**YOUR TASKS**:
1: In the recipe text, for about how long should poached eggs be reheated in barely simmering water?
2: Rewrite the records from the line containing "TARGET: teenage boy in dark shirt" through the last line of the records, inclusive, and increase every bounding-box coordinate by 65.

**SOURCE PASSAGE**:
Next, drape the smoked salmon over the avocado. Then carefully place a poached egg on top. Spoon a generous pour of hollandaise over everything — don’t be shy here.
Finish with fresh dill and a scatter of capers. Add sliced heirloom tomatoes on the side for color and freshness. Serve immediately — this dish waits for no one.
If your hollandaise has thickened up too much while you were poaching, just whisk in a tablespoon of hot water. It’ll loosen right back up.

Expert Tips, Variations, and Troubleshooting
Tips for Perfect Results
Use the freshest eggs you can find for poaching. Fresh eggs have tighter whites that hold together much better in the water. Older eggs tend to spread out and get wispy.
Don’t rush the hollandaise. The slow butter pour is not optional — add it too fast and the sauce will break and look curdled. Low and slow is the whole game here.
Assemble everything right before eating. Eggs benedict is one of those dishes that has a very short window of perfection. Have your components ready, then assemble to order.
Fun Variations to Try
Want to switch up your smoked salmon eggs benedict? Try adding a thin layer of cream cheese on the toasted muffin before the avocado. It adds another creamy dimension and pairs beautifully with the salmon.
You can also swap the English muffin for a thick slice of toasted sourdough or rye bread for a more rustic, deli-style feel. And if you love spice, a few thin slices of jalapeño tucked in with the smoked salmon is a game-changer.
For a lighter hollandaise, the immersion blender method from Serious Eats is a reliable shortcut that still delivers on flavor.
Troubleshooting Common Issues
Hollandaise broke? Whisk in a teaspoon of cold water, one drop at a time, while whisking vigorously. Often brings it right back together.
Egg whites spreading everywhere? Make sure your water is at a gentle simmer, not a boil. Use the swirl method and always crack into a ramekin first.
Muffins getting soggy? Make sure they’re properly toasted with real color on them. A pale muffin won’t stand up to all that sauce.
Storage and Reheating
Honestly, this dish is best eaten right away. But life happens, and sometimes you have leftovers. Here’s how to handle each component separately for the best results.
| Component | Storage Method | How Long |
|---|---|---|
| Hollandaise sauce | Airtight container in fridge | Up to 2 days |
| Poached eggs | Water-filled container in fridge | Up to 2 days |
| Smoked salmon | Sealed package or airtight wrap | Per package date |
| Toasted muffins | Room temp, loosely wrapped | Same day best |
| Sliced avocado | Lemon juice + wrap tightly | Same day only |
To reheat poached eggs, slip them into barely simmering water for about 60 seconds. They’ll warm through without overcooking. For the hollandaise, gently warm it in a bowl over hot water, whisking slowly — never microwave it.
No-Waste Kitchen Ideas
Leftover hollandaise makes an incredible dipping sauce for steamed asparagus or roasted broccoli. Seriously — try it. Extra smoked salmon is also incredible on a bagel the next morning with cream cheese and a squeeze of lemon.
Got leftover dill? Toss it into scrambled eggs, mix into yogurt as a dip, or blend into softened butter for a gorgeous compound butter that goes on everything. Don’t let fresh herbs go to waste!

**EXCERPTED RECORDS**:

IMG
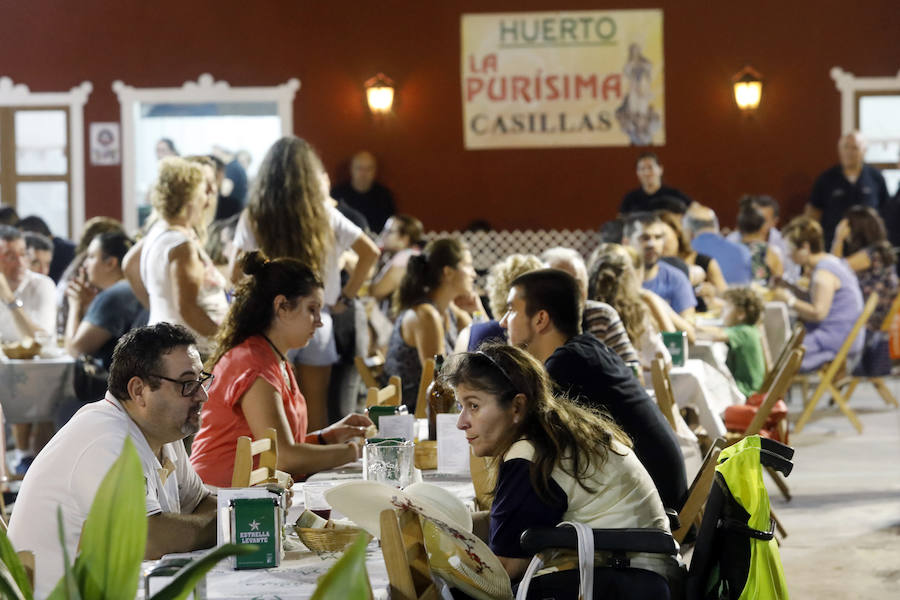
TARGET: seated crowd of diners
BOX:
[0,136,898,595]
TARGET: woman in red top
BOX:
[191,252,372,487]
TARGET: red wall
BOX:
[0,0,900,229]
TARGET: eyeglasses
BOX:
[150,371,215,398]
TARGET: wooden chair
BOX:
[0,406,10,531]
[366,375,403,408]
[794,292,878,433]
[380,509,438,600]
[353,352,384,388]
[844,293,900,408]
[672,438,725,544]
[725,347,806,504]
[650,353,678,433]
[416,358,434,419]
[231,427,278,487]
[759,323,806,393]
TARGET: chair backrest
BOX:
[881,292,900,331]
[0,404,9,530]
[759,323,806,393]
[756,321,774,373]
[353,352,384,388]
[822,292,878,381]
[379,509,438,600]
[366,375,403,408]
[416,358,434,419]
[744,348,806,437]
[650,354,678,432]
[231,427,278,487]
[672,438,726,544]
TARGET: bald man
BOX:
[806,131,888,248]
[331,150,397,233]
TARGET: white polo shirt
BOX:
[0,271,56,342]
[9,392,209,599]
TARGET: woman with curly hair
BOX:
[442,344,675,598]
[230,136,379,427]
[191,252,372,487]
[775,217,865,372]
[588,244,674,371]
[831,206,900,376]
[124,157,228,357]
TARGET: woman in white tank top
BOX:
[126,157,228,357]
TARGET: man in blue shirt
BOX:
[684,206,753,285]
[625,213,697,321]
[806,131,892,248]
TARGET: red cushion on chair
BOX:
[725,394,787,442]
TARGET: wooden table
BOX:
[138,468,475,600]
[0,353,75,423]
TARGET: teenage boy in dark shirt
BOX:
[500,269,687,510]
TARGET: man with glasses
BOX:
[9,323,216,598]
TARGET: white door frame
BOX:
[112,73,300,231]
[0,77,94,234]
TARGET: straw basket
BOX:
[3,338,41,360]
[413,440,437,471]
[294,527,372,552]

**RESPONSES BY TASK**:
1: About 60 seconds.

2:
TARGET: teenage boy in dark shirt
BOX:
[565,334,752,575]
TARGET: man with glasses
BOX:
[74,388,281,663]
TARGET: white door frame
BOX:
[177,138,365,296]
[65,142,159,299]
TARGET: straw basket
BOX:
[68,403,106,425]
[478,505,502,536]
[359,592,437,617]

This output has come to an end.